== BESCHIKBARE ITEMS ==

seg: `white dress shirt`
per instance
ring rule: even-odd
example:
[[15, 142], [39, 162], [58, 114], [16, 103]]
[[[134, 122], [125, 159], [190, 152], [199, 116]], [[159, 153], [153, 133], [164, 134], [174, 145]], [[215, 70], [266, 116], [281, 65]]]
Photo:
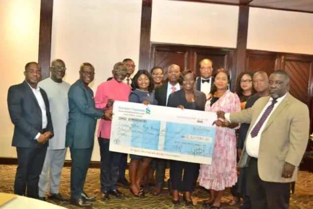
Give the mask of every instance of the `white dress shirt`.
[[205, 82], [204, 83], [202, 82], [202, 80], [207, 80], [206, 79], [204, 79], [202, 78], [202, 77], [200, 77], [201, 78], [201, 87], [200, 87], [200, 90], [201, 91], [202, 91], [202, 92], [203, 92], [204, 94], [205, 94], [205, 95], [207, 96], [207, 99], [208, 99], [208, 97], [209, 97], [209, 95], [210, 94], [210, 92], [211, 91], [211, 87], [212, 86], [212, 77], [211, 76], [210, 77], [210, 78], [208, 78], [208, 79], [210, 79], [210, 82]]
[[[47, 125], [48, 124], [48, 118], [47, 118], [47, 112], [46, 111], [46, 104], [45, 104], [45, 101], [43, 100], [42, 95], [40, 93], [40, 88], [39, 86], [37, 86], [37, 88], [35, 89], [31, 87], [31, 85], [28, 83], [30, 86], [31, 89], [32, 91], [32, 93], [35, 95], [35, 97], [37, 100], [38, 104], [41, 110], [41, 117], [42, 117], [42, 129], [45, 129], [47, 128]], [[40, 136], [40, 133], [38, 133], [34, 138], [35, 139], [37, 139]]]
[[[267, 121], [268, 121], [268, 119], [270, 118], [270, 117], [271, 117], [271, 115], [272, 115], [272, 114], [275, 110], [275, 109], [276, 108], [276, 107], [278, 106], [278, 105], [282, 102], [282, 100], [283, 100], [283, 99], [286, 97], [286, 95], [287, 94], [285, 94], [282, 97], [277, 99], [277, 102], [275, 103], [275, 104], [274, 104], [274, 108], [273, 108], [273, 110], [272, 110], [272, 111], [271, 112], [269, 116], [266, 118], [266, 120], [265, 120], [265, 121], [264, 121], [264, 123], [262, 125], [262, 127], [260, 129], [260, 131], [259, 131], [258, 133], [257, 134], [257, 135], [256, 135], [256, 137], [253, 138], [252, 138], [251, 137], [251, 134], [250, 134], [251, 131], [253, 130], [253, 129], [254, 128], [254, 126], [255, 126], [255, 125], [257, 124], [257, 122], [259, 121], [259, 120], [260, 120], [260, 119], [261, 119], [261, 117], [262, 117], [262, 115], [263, 115], [263, 113], [264, 112], [264, 111], [265, 111], [267, 107], [269, 106], [270, 105], [271, 105], [271, 104], [272, 104], [272, 101], [273, 101], [273, 98], [271, 98], [270, 99], [270, 100], [268, 101], [268, 102], [267, 103], [267, 104], [266, 104], [264, 108], [263, 108], [263, 110], [262, 110], [262, 112], [261, 112], [261, 113], [260, 113], [260, 115], [259, 115], [257, 119], [255, 121], [255, 123], [253, 125], [253, 127], [250, 127], [250, 131], [247, 133], [247, 137], [246, 138], [246, 147], [245, 147], [246, 151], [247, 151], [247, 153], [248, 153], [248, 155], [249, 155], [249, 156], [252, 157], [256, 158], [257, 158], [258, 157], [259, 148], [260, 147], [260, 141], [261, 140], [261, 135], [262, 135], [262, 132], [263, 132], [263, 130], [264, 130], [264, 127], [265, 127], [266, 125], [266, 123], [267, 123]], [[229, 118], [229, 115], [230, 115], [229, 113], [225, 113], [225, 119], [227, 120], [228, 121], [230, 122], [230, 120]]]
[[[166, 93], [167, 93], [166, 105], [167, 105], [167, 101], [168, 101], [168, 97], [169, 97], [169, 95], [172, 93], [172, 87], [173, 86], [172, 86], [172, 84], [171, 84], [170, 83], [169, 83], [169, 82], [168, 82], [168, 83], [167, 84], [167, 91], [166, 92]], [[175, 92], [177, 92], [177, 91], [181, 90], [181, 85], [179, 84], [179, 83], [176, 83], [176, 85], [174, 86], [174, 87], [175, 87]]]

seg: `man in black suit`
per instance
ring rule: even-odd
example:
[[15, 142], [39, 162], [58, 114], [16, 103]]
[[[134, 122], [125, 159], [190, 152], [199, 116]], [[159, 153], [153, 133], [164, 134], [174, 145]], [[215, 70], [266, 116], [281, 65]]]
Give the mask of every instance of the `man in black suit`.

===

* _WAT JE DOET_
Tel in hoeveel regels van de items hierboven het woord "mask" voorkomt en geef alleen dat aantal.

* _OPLOSSING_
2